───── EXCERPT TO READ ─────

But this is a rant for another time. Enough for now to say that of my eight currently running systems (including a couple of single-board computers), not one of them is running Microsoft software.
Despite tonight's great waste of time, though, I did want to point out a couple of good reads. First off, Natasha at "the watch" has a very informative two-parter about what it's like to grow up with Asperger's Syndrome. I'm glad to say that, from the attributes she describes, I do not suffer from Asperger's, although I'm almost certainly on the continuum somewhere toward the extremely mild end. This is just as well, since I already have enough to deal with.
I also want to point out the ever-entertaining (and often extremely cutting) wit of Tom of TBOGG. Today's chuckle was generated by this bit (links are broken again, someone please shoot the programmers who wrote and maintain Blogger, okay?):
Looks like the Bush administration unfurled the "Mission Accomplished" banner a bit too early. Someone needs to needlepoint a sampler for Karl Rove's office wall that says:Supreme executive power derives from a mandate from the masses, not from some farcical aquatic ceremony." - Monty Python and the Holy Grail.

─────

(GOALS):
a. Please count the lines in the listing that contain the string "sofa", treating uppercase and lowercase as different, and give only that number.
b. Pick up the blog entry about recommended reads and keep writing it after its last sentence.
The blog entry and the listing are unrelated pieces of material.

───── DATASET RECORDS ─────

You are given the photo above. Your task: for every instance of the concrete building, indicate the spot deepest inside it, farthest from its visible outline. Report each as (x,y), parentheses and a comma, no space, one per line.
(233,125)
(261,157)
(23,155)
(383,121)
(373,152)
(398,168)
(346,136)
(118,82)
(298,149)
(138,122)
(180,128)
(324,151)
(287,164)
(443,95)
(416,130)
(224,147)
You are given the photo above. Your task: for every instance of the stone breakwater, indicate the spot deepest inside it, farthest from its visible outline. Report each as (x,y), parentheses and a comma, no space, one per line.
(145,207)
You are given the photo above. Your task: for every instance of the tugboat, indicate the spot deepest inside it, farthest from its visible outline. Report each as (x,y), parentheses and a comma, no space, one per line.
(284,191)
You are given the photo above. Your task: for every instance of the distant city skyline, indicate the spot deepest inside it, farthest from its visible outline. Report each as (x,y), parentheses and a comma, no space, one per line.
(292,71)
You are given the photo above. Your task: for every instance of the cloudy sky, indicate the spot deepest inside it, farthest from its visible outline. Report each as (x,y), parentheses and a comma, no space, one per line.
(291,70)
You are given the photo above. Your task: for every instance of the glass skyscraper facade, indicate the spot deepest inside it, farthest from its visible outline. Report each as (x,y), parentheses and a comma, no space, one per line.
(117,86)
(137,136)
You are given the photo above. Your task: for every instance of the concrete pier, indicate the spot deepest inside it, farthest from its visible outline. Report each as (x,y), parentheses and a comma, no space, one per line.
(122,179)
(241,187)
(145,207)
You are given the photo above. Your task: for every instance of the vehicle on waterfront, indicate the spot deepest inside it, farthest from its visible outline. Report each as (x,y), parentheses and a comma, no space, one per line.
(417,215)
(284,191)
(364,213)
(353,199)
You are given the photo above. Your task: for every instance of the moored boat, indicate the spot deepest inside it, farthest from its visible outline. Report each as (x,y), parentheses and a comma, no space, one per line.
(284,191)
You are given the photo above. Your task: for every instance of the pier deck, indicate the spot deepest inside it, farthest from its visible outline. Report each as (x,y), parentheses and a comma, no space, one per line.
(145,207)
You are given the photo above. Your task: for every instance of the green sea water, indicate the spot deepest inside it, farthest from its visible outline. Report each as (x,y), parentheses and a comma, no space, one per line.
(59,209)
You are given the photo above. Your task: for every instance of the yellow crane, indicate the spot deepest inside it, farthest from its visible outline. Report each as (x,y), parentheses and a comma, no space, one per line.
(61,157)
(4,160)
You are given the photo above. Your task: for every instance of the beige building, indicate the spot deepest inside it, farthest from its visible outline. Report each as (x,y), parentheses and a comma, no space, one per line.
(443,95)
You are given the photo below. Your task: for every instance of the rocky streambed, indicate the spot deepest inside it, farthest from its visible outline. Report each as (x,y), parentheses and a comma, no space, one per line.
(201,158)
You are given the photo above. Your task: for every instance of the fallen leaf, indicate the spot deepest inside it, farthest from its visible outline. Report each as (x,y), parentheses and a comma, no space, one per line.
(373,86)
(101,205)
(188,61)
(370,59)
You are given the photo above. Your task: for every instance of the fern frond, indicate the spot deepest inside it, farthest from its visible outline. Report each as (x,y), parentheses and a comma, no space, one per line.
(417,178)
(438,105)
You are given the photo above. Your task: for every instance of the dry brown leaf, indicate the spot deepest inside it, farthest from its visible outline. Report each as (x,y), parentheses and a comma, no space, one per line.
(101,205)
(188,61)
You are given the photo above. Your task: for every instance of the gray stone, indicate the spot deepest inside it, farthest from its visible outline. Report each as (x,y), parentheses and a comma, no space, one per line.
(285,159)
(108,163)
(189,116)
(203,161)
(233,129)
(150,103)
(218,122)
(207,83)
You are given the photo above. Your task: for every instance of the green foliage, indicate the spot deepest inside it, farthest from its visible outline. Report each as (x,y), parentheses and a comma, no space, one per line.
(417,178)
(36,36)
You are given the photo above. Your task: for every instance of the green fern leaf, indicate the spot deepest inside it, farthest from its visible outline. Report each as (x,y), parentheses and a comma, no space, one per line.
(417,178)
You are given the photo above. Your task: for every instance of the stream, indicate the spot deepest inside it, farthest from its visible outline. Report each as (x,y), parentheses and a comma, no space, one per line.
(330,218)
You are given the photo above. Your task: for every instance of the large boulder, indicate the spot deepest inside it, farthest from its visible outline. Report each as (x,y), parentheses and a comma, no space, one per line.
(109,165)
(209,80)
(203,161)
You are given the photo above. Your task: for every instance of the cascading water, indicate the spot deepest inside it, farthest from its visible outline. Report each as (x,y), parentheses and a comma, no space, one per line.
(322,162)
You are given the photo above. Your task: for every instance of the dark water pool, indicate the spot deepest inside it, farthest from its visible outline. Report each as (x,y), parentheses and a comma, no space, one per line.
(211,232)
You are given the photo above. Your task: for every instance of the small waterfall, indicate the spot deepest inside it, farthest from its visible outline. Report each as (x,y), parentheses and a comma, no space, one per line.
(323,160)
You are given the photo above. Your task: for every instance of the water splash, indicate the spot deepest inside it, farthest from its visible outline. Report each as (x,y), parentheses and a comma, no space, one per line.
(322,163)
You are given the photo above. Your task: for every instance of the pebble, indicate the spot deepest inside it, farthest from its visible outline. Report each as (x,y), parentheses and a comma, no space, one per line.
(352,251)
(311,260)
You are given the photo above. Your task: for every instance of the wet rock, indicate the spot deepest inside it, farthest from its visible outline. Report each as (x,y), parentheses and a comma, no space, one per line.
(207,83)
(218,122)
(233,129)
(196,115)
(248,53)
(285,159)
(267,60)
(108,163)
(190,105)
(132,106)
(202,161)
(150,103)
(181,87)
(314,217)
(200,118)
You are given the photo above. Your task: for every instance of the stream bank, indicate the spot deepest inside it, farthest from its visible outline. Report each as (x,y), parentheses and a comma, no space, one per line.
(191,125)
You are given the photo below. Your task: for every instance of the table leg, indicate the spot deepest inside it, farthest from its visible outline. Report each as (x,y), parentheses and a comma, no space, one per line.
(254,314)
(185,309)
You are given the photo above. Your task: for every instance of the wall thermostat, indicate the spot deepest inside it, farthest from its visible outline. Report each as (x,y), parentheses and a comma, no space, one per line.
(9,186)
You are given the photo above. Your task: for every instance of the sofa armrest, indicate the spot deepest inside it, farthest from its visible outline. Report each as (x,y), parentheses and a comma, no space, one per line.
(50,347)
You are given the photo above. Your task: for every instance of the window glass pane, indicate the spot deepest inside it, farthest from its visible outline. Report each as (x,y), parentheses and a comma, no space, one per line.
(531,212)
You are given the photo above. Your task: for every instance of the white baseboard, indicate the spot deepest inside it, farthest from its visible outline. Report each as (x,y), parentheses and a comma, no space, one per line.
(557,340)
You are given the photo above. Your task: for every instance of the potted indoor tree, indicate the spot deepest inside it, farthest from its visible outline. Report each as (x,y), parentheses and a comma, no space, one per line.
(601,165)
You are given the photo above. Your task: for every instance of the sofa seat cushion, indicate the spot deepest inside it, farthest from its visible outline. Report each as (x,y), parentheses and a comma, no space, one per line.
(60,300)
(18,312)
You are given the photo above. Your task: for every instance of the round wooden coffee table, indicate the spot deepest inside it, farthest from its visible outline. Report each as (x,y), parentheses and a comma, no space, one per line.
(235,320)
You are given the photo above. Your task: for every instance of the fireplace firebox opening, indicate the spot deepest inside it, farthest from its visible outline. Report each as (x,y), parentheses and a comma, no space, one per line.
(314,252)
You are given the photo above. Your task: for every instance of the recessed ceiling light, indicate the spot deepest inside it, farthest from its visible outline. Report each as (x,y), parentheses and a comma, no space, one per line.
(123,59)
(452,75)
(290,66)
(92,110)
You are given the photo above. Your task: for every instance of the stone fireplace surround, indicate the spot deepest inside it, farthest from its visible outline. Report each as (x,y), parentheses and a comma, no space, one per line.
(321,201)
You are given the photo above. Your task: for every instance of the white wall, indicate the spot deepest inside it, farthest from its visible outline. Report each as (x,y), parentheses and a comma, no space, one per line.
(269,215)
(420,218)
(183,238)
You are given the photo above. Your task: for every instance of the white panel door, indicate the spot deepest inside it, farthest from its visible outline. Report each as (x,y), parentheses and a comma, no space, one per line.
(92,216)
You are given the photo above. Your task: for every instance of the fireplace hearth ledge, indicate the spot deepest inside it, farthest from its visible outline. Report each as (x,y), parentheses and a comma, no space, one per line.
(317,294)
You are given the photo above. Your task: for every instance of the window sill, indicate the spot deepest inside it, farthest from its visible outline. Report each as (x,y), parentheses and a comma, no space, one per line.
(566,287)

─────

(IN RESPONSE):
a. 2

b.
Heh. Indeed.
While I'm blogging around, I want to cast a quick vote for another under appreciated blog: Hi. I'm black!: Bret Boone on Steroids? You're welcome, Glenn, and with this vote you tie my showing of a couple of weeks ago. I find that I've already voted for Earl's entry a few days ago, without intending to do so at the time. I also want to cast votes for a couple of other bloggers on the left side of the aisle, first "Where We're Bound : lefty geek talks politics, macintosh, and community media," and second "archy." Fortunately, this archy can use the shift keys.
Finally, to do my part to get folks off that nasty Blogger software, if you run a low-traffic weblog like one of those above, want to leave blogspot behind and can afford to chip in a few bucks every now and then against hosting costs, drop me a line.
Posted by Frank at June 20, 2003 11:53 PMYes, thank you Frank :-)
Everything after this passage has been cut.